Rewrite every line of the records below as a numbered list, omitting blank lines.

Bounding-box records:
|---|
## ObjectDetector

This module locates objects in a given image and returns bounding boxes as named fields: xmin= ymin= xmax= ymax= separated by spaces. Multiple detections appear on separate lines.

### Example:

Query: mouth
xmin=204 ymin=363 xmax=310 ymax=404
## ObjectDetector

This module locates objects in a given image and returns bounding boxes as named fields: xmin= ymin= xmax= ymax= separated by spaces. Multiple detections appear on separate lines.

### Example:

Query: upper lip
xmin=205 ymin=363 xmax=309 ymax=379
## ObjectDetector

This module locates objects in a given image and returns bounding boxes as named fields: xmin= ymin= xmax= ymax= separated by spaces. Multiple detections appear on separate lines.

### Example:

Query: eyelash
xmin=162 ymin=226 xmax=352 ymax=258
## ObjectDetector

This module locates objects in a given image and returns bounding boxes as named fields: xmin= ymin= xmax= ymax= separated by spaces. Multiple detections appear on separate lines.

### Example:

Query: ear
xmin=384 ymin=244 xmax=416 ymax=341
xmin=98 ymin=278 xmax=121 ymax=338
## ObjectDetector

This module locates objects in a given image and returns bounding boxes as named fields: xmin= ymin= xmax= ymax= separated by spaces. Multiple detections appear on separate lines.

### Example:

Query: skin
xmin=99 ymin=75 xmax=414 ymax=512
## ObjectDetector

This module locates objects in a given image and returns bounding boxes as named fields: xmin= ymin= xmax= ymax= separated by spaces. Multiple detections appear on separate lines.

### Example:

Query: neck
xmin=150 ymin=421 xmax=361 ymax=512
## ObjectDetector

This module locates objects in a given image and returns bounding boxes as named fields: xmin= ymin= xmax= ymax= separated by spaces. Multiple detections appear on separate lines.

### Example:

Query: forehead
|---|
- **CORRECT RESPONSE**
1. ## ObjectDetector
2. This module locates objects in a given image and returns bounding boxes as named fields: xmin= ymin= xmax= ymax= separated by spaces. Multiple detections appear on separate lines.
3. ### Example:
4. Query: mouth
5. xmin=204 ymin=363 xmax=310 ymax=404
6. ## ObjectDetector
7. This module locates objects in a given image and returns bounding boxes as named fields: xmin= ymin= xmax= ymax= separated by spaces. Multiple detections appear on separate lines.
8. ### Example:
9. Query: upper lip
10. xmin=205 ymin=363 xmax=309 ymax=379
11. ## ObjectDetector
12. This module locates objects in a given image and returns bounding boxes as named fields: xmin= ymin= xmax= ymax= separated by spaces. Multiple detections appear on separate lines.
13. ### Example:
14. Query: eyelash
15. xmin=162 ymin=226 xmax=352 ymax=258
16. ## ObjectDetector
17. This module locates objects in a given image and returns bounding boxes as named fields: xmin= ymin= xmax= ymax= separated by spaces. Multiple detections appear on separate lines.
18. ### Example:
19. Query: ear
20. xmin=384 ymin=244 xmax=416 ymax=341
21. xmin=98 ymin=278 xmax=121 ymax=338
22. ## ObjectDetector
23. This module locates objects in a given image and returns bounding boxes as named fields: xmin= ymin= xmax= ymax= separated by spaces. Multiple detections appear on separate lines.
24. ### Example:
25. Query: skin
26. xmin=99 ymin=75 xmax=414 ymax=512
27. ## ObjectDetector
28. This module locates objects in a given image and returns bounding boxes as named fields: xmin= ymin= xmax= ymax= separated by spaces. Multiple detections appear on separate lines.
29. ### Example:
30. Query: neck
31. xmin=150 ymin=421 xmax=361 ymax=512
32. ## ObjectDetector
33. This module locates objects in a given image and returns bounding boxes as named fields: xmin= ymin= xmax= ymax= separated by spaces. Multiple detections appear on separate lines.
34. ### Example:
35. Query: forehead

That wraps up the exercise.